Text segment:
--- BEGIN ---
Sunday, December 31, 2006

Farm News 12-31-06

Sunday morning, after chores, 41°


Too Many Rabbits

Christmas morning when I went out to do chores, the five young rabbits in the rearing pen were all chasing each other around and around in the pen. This was typical behavior for sexually maturing mammals confined in small spaces with more than one individual of each sex. There was a slight glow of rabbit hormones surrounding the cage. It was time to do something about that. Left confined like that, there would surely be injured rabbits within a few weeks. Calvin came to the rescue and butchered three of them.

Brownie presented a special problem. I had kept Brownie and raised her to adulthood in the desire to use her as a brood doe. Alas, she shows no desire whatever to mate with Buck, and remains a barren virgin. According to people who care about such things, barren virgins make the best kind of martyrs, so she can go into the freezer knowing that she is in the company of martyrs. It would be nice to think that male suicide bombers go to paradise and receive the reward of 24 virgin rabbits.

More Humans

One of the interesting things that can happen to 70 year old men is that they might find occasion to say, “My daughter is pregnant.” Seventeen years ago I could have said the same of my son's wife. What a terrible moral dilemma this situation poses. I strongly desire grandchildren, yes, but I also complain constantly about there being entirely too many humans on the planet. So, I grumbled when my daughter waited until the age of __ (left blank in the interest of self protection) to provide me with a new grandchild, and I grumble that all the new neighbors have pole lights that make it more difficult to see the stars. There are too many people and not enough of them are my grandchildren, that is the problem.
--- END ---
Excerpted records:
--- BEGIN ---
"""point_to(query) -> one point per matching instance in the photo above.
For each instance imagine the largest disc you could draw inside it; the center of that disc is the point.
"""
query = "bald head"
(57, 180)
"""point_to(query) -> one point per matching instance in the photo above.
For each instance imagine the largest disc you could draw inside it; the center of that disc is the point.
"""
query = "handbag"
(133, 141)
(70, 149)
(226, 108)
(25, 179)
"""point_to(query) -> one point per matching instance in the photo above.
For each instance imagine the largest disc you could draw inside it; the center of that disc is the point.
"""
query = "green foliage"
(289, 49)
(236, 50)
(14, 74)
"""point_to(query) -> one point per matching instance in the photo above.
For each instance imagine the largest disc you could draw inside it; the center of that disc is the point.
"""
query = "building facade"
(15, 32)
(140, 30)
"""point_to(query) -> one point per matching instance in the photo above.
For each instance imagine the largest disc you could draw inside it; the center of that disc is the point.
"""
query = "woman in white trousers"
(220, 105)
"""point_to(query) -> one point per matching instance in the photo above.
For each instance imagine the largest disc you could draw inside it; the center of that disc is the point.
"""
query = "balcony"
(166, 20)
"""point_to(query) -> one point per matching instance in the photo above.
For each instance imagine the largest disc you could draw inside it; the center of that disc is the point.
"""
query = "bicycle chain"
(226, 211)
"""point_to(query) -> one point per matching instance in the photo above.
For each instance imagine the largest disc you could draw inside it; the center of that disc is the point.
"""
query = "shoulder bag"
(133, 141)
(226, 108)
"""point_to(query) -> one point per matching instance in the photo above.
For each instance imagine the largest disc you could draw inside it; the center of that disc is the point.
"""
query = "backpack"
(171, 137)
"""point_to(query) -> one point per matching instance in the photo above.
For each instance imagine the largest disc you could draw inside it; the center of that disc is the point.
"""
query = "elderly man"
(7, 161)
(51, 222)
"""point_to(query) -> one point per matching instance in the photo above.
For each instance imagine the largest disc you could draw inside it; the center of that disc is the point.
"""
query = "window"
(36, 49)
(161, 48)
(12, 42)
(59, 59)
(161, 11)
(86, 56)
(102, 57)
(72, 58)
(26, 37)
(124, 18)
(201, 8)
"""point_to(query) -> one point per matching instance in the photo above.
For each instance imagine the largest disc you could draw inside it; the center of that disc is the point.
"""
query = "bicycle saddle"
--- END ---
Directives:
1. List each line of the records that contains the string "bicycle".
2. Write the next part of the farm news post, picking up after its final sentence.
The text and the records were taken from unrelated sources.

Task-by-task answers:
1.
query = "bicycle chain"
query = "bicycle saddle"

2.
Ad Astra

When I look up at the sky at night the first thing I think of (after sex in space, of course) is how much man-made stuff is whirling around up there. According to NASA, there are tens of millions of pieces smaller than 1 cm., and about 100,000 between 1 cm. and 10 cm. Everything bigger than 10 cm., about 8,000 objects, is tracked by the Space Surveillance Network. How reassuring.

What is the use of having all that stuff wandering around up there? There should be some plan for gathering it up in junk piles. It cost billions of dollars to get that stuff up there, about $8,000 per pound, I think, and we should think seriously about how to recycle it in space instead of letting it slowly drift down into the atmosphere. If the price of aluminum on earth went to $8,000 per pound you sure wouldn't see empty pop cans littering the roadsides.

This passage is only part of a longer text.